Referring expression pointing data =
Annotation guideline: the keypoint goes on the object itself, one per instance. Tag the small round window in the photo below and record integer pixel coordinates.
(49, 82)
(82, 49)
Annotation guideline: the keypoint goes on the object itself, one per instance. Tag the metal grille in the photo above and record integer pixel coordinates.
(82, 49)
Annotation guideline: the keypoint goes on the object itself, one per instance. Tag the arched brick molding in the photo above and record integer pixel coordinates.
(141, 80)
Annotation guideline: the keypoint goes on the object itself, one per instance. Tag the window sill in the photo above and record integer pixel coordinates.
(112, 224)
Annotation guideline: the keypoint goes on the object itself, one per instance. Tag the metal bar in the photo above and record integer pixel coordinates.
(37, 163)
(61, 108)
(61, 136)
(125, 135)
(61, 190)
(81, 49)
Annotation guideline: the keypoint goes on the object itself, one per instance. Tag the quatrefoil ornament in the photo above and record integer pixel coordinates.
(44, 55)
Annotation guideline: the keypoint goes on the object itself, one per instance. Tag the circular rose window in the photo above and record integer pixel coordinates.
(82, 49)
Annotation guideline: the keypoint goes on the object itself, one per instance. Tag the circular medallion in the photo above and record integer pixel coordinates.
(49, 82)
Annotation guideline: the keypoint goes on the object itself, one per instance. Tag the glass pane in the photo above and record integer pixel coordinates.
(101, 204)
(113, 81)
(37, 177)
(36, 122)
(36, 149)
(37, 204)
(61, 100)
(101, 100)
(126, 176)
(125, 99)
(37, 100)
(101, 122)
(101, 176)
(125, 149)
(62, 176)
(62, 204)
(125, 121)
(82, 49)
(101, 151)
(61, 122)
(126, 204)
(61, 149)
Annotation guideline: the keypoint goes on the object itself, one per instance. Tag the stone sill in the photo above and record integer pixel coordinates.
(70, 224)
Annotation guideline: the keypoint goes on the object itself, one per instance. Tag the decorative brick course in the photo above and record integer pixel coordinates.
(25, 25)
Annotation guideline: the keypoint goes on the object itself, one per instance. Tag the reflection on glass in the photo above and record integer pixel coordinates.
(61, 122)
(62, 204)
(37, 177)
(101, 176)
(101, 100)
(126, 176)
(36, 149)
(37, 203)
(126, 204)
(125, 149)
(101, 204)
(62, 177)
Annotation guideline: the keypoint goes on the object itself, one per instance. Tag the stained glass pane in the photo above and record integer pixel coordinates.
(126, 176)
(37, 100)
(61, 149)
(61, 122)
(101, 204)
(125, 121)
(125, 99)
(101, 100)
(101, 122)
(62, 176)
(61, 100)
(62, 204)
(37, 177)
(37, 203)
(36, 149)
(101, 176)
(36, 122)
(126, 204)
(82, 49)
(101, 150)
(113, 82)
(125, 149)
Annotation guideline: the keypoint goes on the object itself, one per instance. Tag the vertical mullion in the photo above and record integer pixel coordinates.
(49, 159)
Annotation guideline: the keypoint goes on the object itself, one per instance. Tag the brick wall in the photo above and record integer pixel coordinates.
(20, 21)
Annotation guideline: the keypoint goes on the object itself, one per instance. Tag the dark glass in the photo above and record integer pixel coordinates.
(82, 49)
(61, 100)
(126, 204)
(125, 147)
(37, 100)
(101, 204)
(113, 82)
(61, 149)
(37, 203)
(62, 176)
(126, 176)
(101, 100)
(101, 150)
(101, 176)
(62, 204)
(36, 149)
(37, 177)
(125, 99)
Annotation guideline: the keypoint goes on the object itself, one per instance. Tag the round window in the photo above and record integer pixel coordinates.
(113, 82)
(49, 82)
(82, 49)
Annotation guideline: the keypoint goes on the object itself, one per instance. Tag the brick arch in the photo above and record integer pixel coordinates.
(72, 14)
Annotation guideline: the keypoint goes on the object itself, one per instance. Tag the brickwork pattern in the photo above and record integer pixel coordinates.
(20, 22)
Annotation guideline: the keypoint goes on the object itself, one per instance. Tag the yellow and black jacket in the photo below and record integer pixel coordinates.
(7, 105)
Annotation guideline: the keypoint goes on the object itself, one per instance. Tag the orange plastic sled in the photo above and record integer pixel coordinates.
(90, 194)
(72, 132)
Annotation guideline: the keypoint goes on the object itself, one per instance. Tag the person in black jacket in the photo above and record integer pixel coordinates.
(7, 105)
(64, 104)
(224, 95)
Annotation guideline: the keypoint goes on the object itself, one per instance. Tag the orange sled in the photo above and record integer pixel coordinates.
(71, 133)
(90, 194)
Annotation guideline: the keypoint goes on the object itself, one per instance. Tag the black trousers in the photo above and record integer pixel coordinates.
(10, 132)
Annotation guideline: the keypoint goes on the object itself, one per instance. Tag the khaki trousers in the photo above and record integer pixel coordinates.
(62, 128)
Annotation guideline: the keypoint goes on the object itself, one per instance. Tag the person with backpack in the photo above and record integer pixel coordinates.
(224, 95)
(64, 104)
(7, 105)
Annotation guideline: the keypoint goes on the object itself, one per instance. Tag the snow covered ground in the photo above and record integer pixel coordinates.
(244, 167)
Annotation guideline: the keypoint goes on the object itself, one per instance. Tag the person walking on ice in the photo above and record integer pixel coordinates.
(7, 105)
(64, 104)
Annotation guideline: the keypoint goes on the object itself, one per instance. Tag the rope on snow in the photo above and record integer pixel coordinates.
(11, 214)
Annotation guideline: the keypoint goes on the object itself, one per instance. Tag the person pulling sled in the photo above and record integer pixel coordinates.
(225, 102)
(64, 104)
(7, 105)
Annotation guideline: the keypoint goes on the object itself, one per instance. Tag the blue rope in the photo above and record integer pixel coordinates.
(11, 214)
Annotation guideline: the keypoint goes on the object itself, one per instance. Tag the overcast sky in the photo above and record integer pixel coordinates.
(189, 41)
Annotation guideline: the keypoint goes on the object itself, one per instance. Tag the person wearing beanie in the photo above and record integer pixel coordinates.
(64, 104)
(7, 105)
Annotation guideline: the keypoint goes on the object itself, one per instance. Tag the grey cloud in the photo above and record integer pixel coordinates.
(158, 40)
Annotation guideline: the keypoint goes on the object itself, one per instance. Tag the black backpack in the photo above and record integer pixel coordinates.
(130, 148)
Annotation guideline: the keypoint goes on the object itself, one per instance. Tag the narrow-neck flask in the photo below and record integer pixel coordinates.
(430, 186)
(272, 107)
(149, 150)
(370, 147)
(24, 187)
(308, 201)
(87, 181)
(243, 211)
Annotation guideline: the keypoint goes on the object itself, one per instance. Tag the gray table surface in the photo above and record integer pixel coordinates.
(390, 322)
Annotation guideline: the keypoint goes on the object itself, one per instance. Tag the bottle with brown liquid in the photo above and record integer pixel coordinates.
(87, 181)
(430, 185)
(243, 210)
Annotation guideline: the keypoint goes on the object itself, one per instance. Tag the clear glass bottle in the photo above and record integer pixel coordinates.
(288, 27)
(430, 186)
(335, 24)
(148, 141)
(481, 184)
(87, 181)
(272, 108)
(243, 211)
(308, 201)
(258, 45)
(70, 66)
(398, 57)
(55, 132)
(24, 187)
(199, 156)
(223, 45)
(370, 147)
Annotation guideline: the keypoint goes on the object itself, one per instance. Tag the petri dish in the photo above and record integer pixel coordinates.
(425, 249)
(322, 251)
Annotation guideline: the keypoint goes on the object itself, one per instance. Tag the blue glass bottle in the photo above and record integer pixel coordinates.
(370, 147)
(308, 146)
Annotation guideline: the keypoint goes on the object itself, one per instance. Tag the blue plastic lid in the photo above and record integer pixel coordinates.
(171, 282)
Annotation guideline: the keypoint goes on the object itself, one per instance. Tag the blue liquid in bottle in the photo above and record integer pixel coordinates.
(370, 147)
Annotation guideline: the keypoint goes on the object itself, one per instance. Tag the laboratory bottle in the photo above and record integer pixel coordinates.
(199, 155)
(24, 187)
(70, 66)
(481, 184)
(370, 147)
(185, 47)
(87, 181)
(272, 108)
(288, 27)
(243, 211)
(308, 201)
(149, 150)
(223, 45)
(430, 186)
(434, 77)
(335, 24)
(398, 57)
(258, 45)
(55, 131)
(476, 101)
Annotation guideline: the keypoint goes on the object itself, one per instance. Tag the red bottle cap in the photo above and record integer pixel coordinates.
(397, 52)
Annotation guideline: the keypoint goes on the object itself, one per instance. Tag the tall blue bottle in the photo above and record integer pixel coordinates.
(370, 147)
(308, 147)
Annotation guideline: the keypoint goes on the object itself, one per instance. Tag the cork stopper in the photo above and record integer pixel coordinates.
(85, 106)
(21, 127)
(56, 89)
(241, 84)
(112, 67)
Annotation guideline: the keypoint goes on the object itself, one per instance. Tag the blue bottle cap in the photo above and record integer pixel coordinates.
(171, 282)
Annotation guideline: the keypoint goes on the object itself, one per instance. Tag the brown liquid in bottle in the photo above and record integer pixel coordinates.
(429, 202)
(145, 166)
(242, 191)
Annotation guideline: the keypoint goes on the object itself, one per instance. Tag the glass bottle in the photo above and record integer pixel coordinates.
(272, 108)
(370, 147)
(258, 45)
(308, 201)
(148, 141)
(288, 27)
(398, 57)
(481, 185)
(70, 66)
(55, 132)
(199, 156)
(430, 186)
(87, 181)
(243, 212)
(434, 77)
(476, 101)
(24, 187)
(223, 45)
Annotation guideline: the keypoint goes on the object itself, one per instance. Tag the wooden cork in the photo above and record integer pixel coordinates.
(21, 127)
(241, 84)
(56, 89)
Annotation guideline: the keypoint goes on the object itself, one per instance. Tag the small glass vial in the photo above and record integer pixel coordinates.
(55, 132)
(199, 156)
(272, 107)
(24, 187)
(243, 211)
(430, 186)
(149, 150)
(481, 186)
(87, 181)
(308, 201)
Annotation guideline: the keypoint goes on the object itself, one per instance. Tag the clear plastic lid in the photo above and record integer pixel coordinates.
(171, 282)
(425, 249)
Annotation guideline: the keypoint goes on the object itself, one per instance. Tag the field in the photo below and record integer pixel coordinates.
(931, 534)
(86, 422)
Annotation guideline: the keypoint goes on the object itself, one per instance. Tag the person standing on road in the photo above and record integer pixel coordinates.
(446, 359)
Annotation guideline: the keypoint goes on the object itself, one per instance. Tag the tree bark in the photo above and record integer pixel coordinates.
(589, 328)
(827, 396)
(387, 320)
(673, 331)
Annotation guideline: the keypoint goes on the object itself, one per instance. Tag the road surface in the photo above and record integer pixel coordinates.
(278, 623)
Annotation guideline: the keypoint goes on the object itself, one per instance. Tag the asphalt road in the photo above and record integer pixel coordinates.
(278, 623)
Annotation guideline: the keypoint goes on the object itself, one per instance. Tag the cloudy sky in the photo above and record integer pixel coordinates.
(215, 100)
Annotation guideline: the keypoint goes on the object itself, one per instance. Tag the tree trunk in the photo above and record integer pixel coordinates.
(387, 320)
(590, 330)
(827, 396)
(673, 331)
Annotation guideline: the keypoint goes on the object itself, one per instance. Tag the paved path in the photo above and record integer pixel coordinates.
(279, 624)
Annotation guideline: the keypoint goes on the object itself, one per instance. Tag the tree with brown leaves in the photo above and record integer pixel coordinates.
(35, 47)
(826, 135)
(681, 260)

What the exercise asks =
Beginning with the line that contains "the small glass", set down every line through the end of the data without change.

Answer to the problem =
Annotation guideline: the keypoint goes on the object itself, one per instance. Tag the small glass vial in the photo above and record integer pixel coordinates.
(55, 132)
(199, 156)
(272, 107)
(24, 187)
(243, 211)
(430, 186)
(149, 150)
(481, 186)
(87, 181)
(308, 201)
Annotation guideline: the keypoint goes on the object itself, one per instance. Tag the clear plastic lid in the photo above and record integer pixel coordinates.
(171, 282)
(425, 249)
Annotation guideline: the keypoint goes on the object itself, one per instance. Tag the field in the photo below and record integer pixel coordinates.
(931, 534)
(86, 422)
Annotation guideline: the keypoint goes on the object itself, one per instance. Tag the person standing on road in the photo above and record integer pixel coordinates.
(446, 359)
Annotation guideline: the keypoint goes on the object itself, one per instance. Tag the tree bark in the photo above and record integer pixel coordinates.
(589, 328)
(827, 396)
(387, 320)
(673, 331)
Annotation guideline: the keypoint goes on the object itself, one per instance. Tag the road surface in the photo above and record integer pixel coordinates.
(278, 623)
Annotation guideline: the keypoint goes on the object itself, one per instance. Tag the asphalt road in the photo above and record integer pixel coordinates.
(278, 623)
Annotation guideline: the keypoint goes on the object itself, one per instance. Tag the cloudy sky in the photo above and record integer pixel coordinates.
(215, 100)
Annotation guideline: the keypoint goes on the object itself, one per instance. Tag the tree trunk in the photo above and record integer pixel coordinates.
(387, 320)
(590, 330)
(827, 396)
(673, 331)
Annotation guideline: the keypoint goes on the object itself, one per instance. Tag the paved path in the photo above and record integer pixel coordinates.
(279, 624)
Annotation guideline: the keypoint goes on the object itself, one per instance. Tag the tree with brown leaves in the photo above and record integer pixel coordinates.
(35, 47)
(826, 135)
(681, 260)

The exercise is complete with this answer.